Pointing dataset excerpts
<<<<

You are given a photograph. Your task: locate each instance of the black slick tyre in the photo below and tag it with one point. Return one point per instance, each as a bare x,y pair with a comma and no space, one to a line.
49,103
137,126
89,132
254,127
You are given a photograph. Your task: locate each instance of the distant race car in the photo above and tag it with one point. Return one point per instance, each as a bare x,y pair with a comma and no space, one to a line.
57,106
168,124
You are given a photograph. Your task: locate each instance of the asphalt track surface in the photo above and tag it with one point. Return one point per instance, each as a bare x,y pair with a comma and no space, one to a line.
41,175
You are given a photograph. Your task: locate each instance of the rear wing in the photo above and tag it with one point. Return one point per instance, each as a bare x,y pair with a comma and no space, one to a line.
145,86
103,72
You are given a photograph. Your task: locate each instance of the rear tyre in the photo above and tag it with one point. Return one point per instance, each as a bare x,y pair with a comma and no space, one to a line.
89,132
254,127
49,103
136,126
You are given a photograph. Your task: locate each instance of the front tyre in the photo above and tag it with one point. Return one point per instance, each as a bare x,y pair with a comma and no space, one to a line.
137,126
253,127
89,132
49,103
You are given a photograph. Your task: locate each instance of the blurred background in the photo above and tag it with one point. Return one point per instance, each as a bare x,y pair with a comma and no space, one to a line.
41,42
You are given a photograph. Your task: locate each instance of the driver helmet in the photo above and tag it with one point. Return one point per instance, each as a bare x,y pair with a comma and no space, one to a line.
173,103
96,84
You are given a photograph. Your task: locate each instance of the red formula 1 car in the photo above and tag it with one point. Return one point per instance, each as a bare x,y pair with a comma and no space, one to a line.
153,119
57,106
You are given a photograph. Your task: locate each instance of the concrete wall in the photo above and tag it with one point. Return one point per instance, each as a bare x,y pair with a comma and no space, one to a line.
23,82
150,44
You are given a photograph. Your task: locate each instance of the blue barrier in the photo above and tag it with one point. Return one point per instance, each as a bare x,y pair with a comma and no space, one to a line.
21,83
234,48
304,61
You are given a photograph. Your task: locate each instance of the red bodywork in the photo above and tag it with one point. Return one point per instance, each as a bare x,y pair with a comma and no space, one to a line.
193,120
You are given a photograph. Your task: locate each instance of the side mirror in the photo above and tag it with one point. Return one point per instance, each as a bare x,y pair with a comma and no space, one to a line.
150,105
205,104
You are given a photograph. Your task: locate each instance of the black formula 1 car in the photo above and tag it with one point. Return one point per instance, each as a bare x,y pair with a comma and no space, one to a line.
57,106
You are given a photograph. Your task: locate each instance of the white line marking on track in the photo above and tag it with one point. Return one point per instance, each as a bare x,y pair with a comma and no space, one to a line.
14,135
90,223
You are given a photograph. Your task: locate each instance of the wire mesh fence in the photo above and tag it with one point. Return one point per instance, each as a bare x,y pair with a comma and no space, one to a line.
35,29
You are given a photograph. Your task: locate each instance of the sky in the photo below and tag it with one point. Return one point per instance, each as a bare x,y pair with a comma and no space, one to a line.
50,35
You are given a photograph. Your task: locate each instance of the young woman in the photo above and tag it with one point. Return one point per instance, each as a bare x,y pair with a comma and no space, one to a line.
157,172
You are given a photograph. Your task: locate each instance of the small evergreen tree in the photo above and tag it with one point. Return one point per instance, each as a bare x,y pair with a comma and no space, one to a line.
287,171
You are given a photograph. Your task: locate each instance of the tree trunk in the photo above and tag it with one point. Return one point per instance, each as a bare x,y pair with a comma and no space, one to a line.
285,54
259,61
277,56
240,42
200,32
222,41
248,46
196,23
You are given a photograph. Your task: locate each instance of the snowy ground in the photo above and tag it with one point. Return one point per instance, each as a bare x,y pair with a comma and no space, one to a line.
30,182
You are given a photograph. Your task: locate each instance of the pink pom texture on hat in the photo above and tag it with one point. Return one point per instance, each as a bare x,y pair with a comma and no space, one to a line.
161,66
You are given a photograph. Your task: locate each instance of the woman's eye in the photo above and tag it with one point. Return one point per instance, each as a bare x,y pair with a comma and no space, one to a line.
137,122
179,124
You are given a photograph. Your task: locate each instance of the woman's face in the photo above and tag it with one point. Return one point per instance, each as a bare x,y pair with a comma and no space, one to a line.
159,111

>>>>

Return every record above exactly as it appears.

You are given a photograph. Your task: locate each instance of the black slick tyre in the photo below and tag it with one point. Return one point per instance, each as a bare x,y pair with a comma and no space, one to a line.
49,103
137,126
89,132
254,127
You are given a photograph. Your task: locate each instance of the distant race car in the photo above and tag it with one point. Return one point per instance, each as a bare x,y pair with a comma and no space, one to a line.
57,106
168,124
You are given a photograph. Your task: locate each instance of the asphalt track surface in the photo above and tag it with one point. Return one point per instance, each as a bare x,y pair with a comma and no space, one to a line.
41,175
You are given a photograph. Your task: locate each instance of the rear wing in the photo above and tag it with one point. Return one point per instance, each as a bare x,y pair with a comma and no space, one to a line.
145,86
103,72
You are given a photograph. Your task: locate each instance of the rear tyre in the photo above and tag it with one point. Return one point per instance, each as a bare x,y pair with a comma and no space, one to a line.
89,132
254,127
49,103
136,126
You are given a photograph. Your task: locate each instance of the front tyre in the photo above and tag it with one point. Return one point per instance, each as a bare x,y pair with a comma and no space, one to a line.
137,126
253,127
89,132
49,103
You are given a photograph. Your task: locate each instance of the blurred background in the photo above and tag it with one point. Return one point per instance, each as a bare x,y pair with a comma and no space, one to a line.
41,42
You are given a photograph. Your task: locate each instance of the driver helmet in the photo above and tag it with one point. Return one point per instance, each as a bare x,y pair with a comma and no space, one to a line.
173,103
96,84
You are given a photograph. Your task: locate each instance of the red formula 1 car in the photo above and tag it with one point. Return one point per instance, each as a bare x,y pair with a comma and no space, one to a line.
153,119
57,106
You are given a photograph. Your task: locate each instance of the concrete wall in the photo above and tag it with one point. Return one point per instance, each as a bare x,y pair with a comma and no space, one to a line.
23,82
150,44
You are given a photograph. Your task: locate each instance of the blue barrier in the photo above and tag it with one point. Return one point per instance, each as a bare x,y pair with a comma and no space, one to a line.
21,83
234,48
304,61
You are given a photograph. Your task: locate each instance of the red bodywork in the photo above and tag it with one point. Return one point per instance, each as a bare x,y pair with a comma and no space, one to a line.
193,120
You are given a photograph. Your task: locate each instance of the side mirror in the photo above and tag it with one point. Return one point per instance, each as a bare x,y pair with a comma and no space, one to a line.
150,105
205,104
You are given a photograph. Your task: locate each instance of the black formula 1 car in the photo above and tag it with one point. Return one point per instance, each as a bare x,y pair with a comma and no space, one to a line.
57,106
You are given a photograph. Your task: locate each instance of the white line marking on track in the photo above and tag it with one point. Return one point per instance, each as a bare x,y pair with a comma and no space, one to a line.
14,135
90,223
You are given a photograph. Your task: locate each instance of the wire mesh fence in the photo above and tag it with one point. Return one point per instance, each as a bare x,y pair with a comma and no space, one to a line.
35,29
You are given a photograph. Your task: locate each instance of the sky in the photo below and tag it with one point. Return one point per instance, each as a bare x,y pair with a comma and no space, one to a line.
50,35
You are given a photograph. Your task: locate each instance of the young woman in the photo above and tag it with one point. Return one point per instance, each as a bare x,y pair with a comma and no space, one to a line.
157,172
You are given a photograph. Your task: locate each instance of the small evergreen tree in the photo above and tag it with one point. Return one point per instance, each as a bare x,y pair with a comma and no space, one to a line.
287,171
You are given a photograph. Your task: locate each instance of the tree trunk in the photo above and tag it with one point. Return one point per instance, each as a bare x,y pair with a comma and no space, one to a line.
285,54
259,61
277,56
240,42
200,32
222,41
248,46
196,23
You are given a photograph. Your task: locate each instance of the snowy ground in the photo above and tag it with one point. Return one point per instance, each as a bare x,y pair with a comma and no space, one to a line.
30,182
You are given a photograph. Your task: locate each instance of the pink pom texture on hat in the photo above and tag it with one point. Return one point per instance, each as a bare x,y pair with a comma and no space, one to a line.
161,66
You are given a photograph. Your task: locate each instance of the woman's eye in the photo above and tag it with one point. Return one point per instance, each as a bare x,y pair with a comma and no space, one to a line.
137,122
179,124
You are given a photograph. Your task: locate each instance of the woman's face in the photo above and tag it with one point. Return one point per instance, each as a bare x,y pair with a comma and no space, one to a line.
159,111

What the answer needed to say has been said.